DOCUMENT EXTRACT:
New Flu Information for 2017-2018
Getting an annual flu vaccine is the first and best way to protect yourself and your family from the flu. Flu vaccination can reduce flu illnesses, doctors’ visits, and missed work and school due to flu, as well as prevent flu-related hospitalizations. In 2017, a study in Pediatrics was the first of its kind to show that flu vaccination also significantly reduced a child’s risk of dying from influenza. The more people who get vaccinated, the more people will be protected from flu, including older people, very young children, pregnant women, and people with certain long-term health conditions who are more vulnerable to serious flu complications. This page summarizes information for the 2017-2018 flu season.
What’s new this flu season?
A few things are new this season:
- The recommendation to not use the nasal spray flu vaccine (LAIV) was renewed for the 2017-2018 season. Only injectable flu shots are recommended for use again this season.

Collected data:
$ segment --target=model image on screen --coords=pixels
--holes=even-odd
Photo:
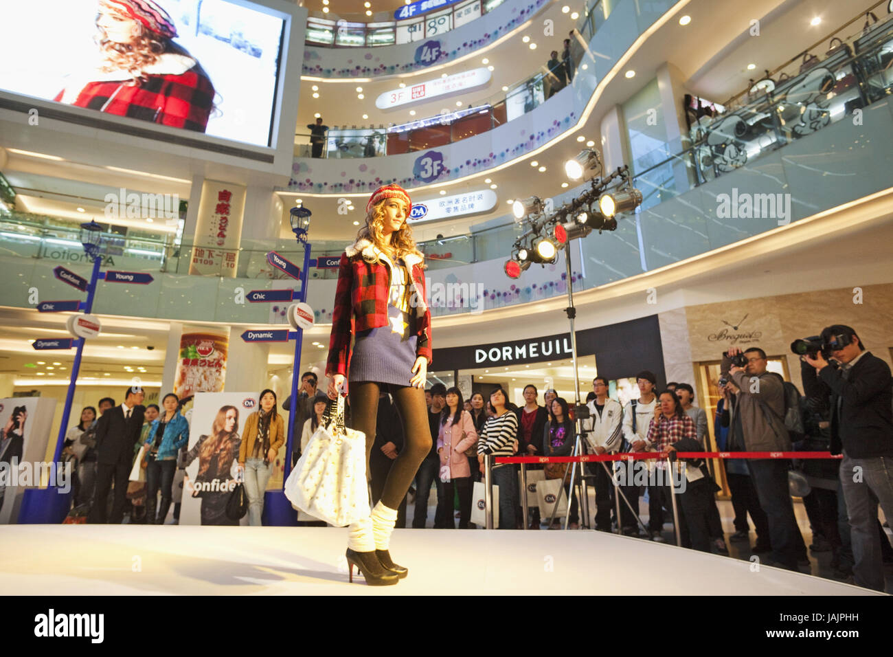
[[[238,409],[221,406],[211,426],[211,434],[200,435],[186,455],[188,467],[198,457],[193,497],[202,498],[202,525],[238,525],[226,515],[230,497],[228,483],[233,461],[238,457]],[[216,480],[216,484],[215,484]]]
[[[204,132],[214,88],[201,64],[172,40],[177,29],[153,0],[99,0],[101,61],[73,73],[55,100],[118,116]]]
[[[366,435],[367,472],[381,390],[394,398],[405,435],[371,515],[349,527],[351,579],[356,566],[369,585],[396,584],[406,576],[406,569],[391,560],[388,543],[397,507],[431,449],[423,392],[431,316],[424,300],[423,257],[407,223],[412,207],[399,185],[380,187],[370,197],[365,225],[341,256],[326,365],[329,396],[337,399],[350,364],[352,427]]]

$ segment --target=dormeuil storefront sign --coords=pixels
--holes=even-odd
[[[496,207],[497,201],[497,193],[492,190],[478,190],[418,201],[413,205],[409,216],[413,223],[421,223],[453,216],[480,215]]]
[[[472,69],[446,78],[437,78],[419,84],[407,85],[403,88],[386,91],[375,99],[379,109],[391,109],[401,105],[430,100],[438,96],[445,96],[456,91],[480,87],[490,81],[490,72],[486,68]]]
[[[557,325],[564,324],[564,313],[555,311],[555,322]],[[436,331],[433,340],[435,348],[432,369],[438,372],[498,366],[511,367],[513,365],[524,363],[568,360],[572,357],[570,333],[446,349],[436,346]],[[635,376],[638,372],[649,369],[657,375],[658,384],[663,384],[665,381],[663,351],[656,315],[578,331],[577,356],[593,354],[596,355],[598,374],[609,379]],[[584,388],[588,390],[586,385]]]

==

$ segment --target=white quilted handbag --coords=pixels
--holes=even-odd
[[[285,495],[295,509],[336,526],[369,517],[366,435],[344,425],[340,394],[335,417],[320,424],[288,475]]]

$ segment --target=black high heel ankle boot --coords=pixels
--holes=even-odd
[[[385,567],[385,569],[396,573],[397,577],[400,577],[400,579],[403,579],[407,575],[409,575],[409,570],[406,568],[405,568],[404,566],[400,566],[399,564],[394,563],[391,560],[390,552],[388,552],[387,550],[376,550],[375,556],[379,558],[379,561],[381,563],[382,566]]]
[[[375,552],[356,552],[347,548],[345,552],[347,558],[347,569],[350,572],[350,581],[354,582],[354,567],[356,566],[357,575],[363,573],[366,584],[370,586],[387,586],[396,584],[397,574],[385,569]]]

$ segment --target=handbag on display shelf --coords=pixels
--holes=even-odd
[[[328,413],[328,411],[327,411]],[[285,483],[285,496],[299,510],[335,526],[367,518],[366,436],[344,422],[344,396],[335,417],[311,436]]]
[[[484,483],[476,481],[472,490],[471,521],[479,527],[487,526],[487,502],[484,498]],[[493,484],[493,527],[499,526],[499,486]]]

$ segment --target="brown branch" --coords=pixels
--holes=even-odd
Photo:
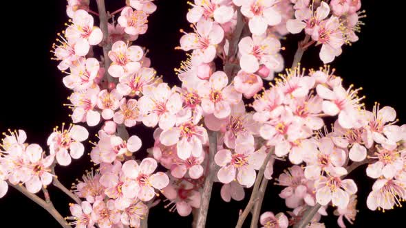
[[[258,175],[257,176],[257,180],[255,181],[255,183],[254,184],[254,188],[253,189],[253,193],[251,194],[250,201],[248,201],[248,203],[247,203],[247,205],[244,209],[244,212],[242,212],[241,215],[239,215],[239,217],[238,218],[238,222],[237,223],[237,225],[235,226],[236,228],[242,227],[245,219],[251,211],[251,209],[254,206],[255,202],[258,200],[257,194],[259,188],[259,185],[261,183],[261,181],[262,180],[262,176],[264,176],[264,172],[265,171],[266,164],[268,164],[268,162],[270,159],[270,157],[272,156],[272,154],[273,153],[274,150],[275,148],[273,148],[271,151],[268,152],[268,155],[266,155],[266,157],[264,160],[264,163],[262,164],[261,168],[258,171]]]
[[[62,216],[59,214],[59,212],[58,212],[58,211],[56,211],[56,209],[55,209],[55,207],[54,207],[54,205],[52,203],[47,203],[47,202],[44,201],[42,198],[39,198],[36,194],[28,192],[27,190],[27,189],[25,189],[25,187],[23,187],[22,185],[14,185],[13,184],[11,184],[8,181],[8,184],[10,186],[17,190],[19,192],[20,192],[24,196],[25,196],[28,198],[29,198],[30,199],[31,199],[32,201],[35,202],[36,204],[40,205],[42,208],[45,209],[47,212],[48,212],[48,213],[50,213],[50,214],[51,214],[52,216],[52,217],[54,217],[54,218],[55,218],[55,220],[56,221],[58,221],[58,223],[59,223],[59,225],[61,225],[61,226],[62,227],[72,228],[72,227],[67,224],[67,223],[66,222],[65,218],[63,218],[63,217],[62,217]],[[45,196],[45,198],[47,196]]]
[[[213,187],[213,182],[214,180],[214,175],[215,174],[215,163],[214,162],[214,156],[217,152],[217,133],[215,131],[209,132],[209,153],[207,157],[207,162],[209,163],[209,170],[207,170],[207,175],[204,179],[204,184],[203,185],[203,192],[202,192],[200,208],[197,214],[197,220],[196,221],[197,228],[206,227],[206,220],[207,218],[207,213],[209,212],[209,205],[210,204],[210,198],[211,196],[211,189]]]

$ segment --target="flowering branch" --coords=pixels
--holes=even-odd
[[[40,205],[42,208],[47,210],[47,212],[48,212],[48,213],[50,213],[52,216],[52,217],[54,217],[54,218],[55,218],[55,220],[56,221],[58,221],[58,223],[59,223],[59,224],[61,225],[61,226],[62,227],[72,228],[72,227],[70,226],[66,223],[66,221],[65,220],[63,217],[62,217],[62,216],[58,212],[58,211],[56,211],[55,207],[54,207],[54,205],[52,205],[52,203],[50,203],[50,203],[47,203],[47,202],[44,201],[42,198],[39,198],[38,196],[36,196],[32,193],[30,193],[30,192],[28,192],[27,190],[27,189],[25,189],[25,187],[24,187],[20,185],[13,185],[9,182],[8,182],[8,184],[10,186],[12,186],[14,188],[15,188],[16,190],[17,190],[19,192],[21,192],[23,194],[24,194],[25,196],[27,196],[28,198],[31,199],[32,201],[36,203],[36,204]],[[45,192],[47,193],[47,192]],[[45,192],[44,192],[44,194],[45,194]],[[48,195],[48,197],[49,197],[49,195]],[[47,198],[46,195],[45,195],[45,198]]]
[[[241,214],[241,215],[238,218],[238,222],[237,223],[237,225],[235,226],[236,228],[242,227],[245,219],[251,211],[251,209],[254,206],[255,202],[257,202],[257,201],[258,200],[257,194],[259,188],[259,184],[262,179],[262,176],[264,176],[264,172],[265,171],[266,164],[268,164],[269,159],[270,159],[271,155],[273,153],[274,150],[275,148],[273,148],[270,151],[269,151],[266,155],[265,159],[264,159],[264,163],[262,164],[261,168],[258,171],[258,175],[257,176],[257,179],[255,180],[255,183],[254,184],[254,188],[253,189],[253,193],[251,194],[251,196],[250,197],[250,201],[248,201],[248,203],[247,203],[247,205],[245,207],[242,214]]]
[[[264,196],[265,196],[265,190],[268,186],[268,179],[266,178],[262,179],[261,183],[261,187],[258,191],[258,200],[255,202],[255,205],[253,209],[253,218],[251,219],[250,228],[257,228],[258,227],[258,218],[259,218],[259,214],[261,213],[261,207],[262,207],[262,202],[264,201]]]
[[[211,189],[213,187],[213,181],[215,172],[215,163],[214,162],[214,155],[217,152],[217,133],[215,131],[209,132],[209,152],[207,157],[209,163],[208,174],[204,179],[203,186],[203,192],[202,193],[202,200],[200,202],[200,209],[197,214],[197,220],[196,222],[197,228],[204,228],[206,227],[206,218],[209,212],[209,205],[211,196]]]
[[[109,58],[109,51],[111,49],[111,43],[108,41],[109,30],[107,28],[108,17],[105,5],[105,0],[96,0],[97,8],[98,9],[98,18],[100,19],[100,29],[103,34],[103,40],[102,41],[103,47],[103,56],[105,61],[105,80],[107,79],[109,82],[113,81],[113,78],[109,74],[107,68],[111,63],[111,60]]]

HOW TO COMPLETE THIS TASK:
Could you extend the text on the 2017-2018 flu season beyond its final sentence about injectable flu shots?

OUTPUT OF THE TASK:
- Flu vaccines have been updated to better match circulating viruses (the influenza A(H1N1) component was updated).
- Pregnant women may receive any licensed, recommended, and age-appropriate flu vaccine.
- Two new quadrivalent (four-component) flu vaccines have been licensed: one inactivated influenza vaccine (“Afluria Quadrivalent” IIV) and one recombinant influenza vaccine (“Flublok Qudrivalent” RIV).
- The age recommendation for “Flulaval Quadrivalent” has been changed from 3 years old and older to 6 months and older to be consistent with FDA-approved labeling.
- The trivalent formulation of Afluria is recommended for people 5 years and older (from 9 years and older) in order to match the Food and Drug Administration package insert.